▼

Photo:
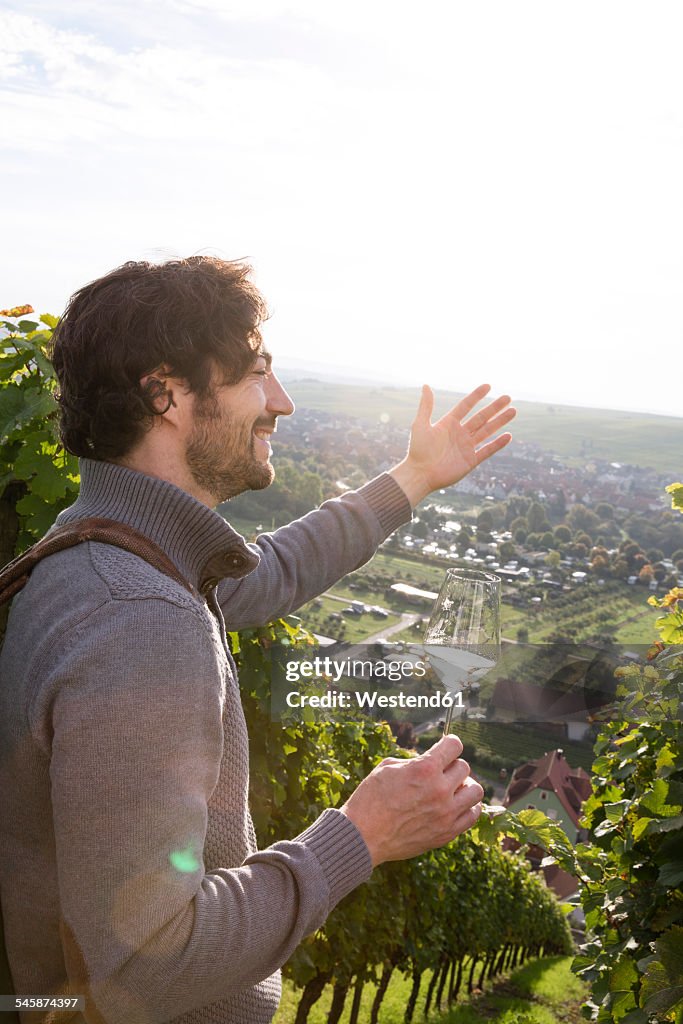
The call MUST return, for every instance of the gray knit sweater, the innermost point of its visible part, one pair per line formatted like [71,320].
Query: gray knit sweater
[129,871]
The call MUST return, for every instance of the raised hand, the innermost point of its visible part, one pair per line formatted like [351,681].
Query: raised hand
[442,453]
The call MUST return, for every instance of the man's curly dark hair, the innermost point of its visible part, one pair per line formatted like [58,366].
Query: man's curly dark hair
[185,315]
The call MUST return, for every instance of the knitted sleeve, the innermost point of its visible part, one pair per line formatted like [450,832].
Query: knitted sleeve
[135,700]
[303,559]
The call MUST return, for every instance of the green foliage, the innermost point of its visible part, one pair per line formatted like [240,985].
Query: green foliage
[37,477]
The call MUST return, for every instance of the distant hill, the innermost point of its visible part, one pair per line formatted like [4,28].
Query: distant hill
[654,441]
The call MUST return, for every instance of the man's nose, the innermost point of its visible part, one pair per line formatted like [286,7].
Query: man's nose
[280,402]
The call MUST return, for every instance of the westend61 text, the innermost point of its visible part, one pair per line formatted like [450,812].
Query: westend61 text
[371,698]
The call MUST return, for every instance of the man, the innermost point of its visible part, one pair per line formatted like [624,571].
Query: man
[130,871]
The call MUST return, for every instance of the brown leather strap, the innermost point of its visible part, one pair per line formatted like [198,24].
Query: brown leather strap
[15,573]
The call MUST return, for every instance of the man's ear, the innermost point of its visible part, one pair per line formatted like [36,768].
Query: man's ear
[157,388]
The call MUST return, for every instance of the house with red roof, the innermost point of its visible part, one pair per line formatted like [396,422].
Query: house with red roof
[552,785]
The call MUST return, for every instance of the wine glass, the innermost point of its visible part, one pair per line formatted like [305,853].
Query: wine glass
[463,636]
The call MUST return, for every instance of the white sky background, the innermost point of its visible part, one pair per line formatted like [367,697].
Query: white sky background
[451,192]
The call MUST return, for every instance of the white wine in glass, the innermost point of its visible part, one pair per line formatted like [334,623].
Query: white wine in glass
[463,636]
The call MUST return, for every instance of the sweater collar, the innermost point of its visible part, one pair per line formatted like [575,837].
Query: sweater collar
[201,543]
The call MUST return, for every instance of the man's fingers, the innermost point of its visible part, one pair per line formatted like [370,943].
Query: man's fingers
[492,448]
[456,774]
[486,414]
[426,407]
[467,819]
[444,751]
[493,426]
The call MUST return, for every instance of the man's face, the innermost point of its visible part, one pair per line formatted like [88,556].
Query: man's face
[228,450]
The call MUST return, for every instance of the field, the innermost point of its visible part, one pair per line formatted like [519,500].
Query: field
[516,743]
[543,991]
[636,438]
[315,617]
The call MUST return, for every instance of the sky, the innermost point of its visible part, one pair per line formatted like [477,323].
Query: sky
[446,192]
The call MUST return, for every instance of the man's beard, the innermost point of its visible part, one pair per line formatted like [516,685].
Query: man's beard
[220,454]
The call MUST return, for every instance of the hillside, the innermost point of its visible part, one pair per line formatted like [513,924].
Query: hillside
[637,438]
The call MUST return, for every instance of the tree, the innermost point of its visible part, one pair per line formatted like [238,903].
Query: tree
[562,534]
[537,519]
[38,478]
[582,518]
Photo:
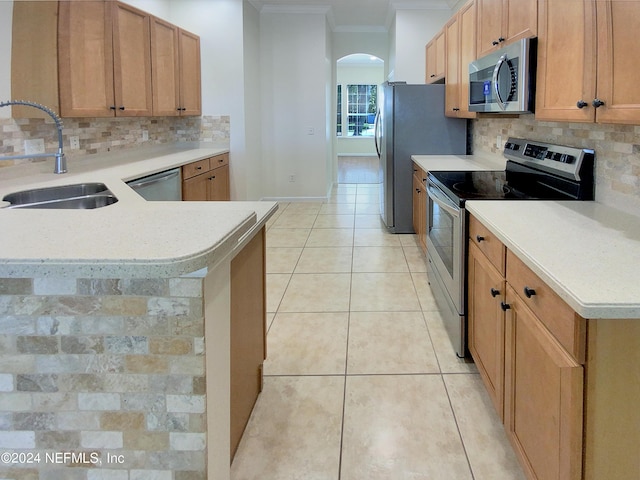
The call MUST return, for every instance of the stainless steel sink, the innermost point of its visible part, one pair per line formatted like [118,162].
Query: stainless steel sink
[77,196]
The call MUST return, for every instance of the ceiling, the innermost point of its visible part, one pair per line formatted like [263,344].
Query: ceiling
[353,15]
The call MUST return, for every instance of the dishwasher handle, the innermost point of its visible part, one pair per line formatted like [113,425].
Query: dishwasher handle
[152,179]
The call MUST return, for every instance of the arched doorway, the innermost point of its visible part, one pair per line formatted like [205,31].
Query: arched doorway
[357,79]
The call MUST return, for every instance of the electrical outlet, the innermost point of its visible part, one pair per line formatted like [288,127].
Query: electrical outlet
[74,142]
[34,146]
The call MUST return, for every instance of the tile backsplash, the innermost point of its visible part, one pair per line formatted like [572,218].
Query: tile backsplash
[617,150]
[99,135]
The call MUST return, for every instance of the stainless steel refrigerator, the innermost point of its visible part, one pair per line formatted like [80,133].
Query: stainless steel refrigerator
[410,121]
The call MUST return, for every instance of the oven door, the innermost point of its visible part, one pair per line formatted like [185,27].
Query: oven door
[445,243]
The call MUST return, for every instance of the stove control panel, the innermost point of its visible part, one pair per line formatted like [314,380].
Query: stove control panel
[557,159]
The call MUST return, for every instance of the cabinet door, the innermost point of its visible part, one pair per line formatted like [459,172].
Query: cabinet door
[131,61]
[618,51]
[486,323]
[489,25]
[219,183]
[452,68]
[196,188]
[165,67]
[520,19]
[248,333]
[190,93]
[85,59]
[566,60]
[467,20]
[543,397]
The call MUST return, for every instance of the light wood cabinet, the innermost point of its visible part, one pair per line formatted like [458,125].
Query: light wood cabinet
[586,68]
[570,385]
[420,206]
[104,60]
[248,333]
[176,70]
[460,42]
[435,52]
[543,397]
[486,322]
[206,180]
[501,22]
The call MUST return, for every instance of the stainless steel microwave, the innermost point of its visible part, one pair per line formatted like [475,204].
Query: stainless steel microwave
[504,80]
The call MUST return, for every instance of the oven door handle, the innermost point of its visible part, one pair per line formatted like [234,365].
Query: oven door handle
[442,200]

▲

Work instructions:
Every line from the line containing "formatted like [80,133]." to the last line of the material above must be repeated exactly, and no other line.

Response:
The call MUST return, for every instance of the stainless steel refrigerator, the innermost point of its visible part, one pair per line formatted like [80,133].
Query: stainless steel refrigerator
[410,121]
The call MUST return, for every instance of the oven door, the innermost point of its visible part, one pair per line formatted like [185,27].
Query: oven door
[445,243]
The call MUST return, for every instance of the stove control panel, the innermost point of its visible part, one pair per line formatted like [314,380].
Query: stove control panel
[557,159]
The call MUST return, for every instance of the cabinet door, the innermost point of its visible part, one pair per line formatted like [459,172].
Query: cabinet door
[131,61]
[618,51]
[486,323]
[489,25]
[219,183]
[452,68]
[196,188]
[165,67]
[520,19]
[248,333]
[190,93]
[85,59]
[566,60]
[467,20]
[543,397]
The call MUST return, for every instance of the light wood cabinet, the innermost point of its visible part, one pair per line formatted like [458,125].
Query: light wood cabinet
[586,68]
[570,385]
[420,206]
[104,60]
[248,333]
[176,70]
[460,42]
[435,52]
[543,397]
[486,322]
[206,180]
[501,22]
The call MUST return, for every instance of the stainless steel microwave, the innermost point of its visible part, one pair per line formatted like [475,204].
Query: stainless steel microwave
[504,80]
The call MUST return, for every instance of the oven door handle, the innermost point of its visible part, one pair per line formatted like [234,365].
Query: oven door handle
[442,200]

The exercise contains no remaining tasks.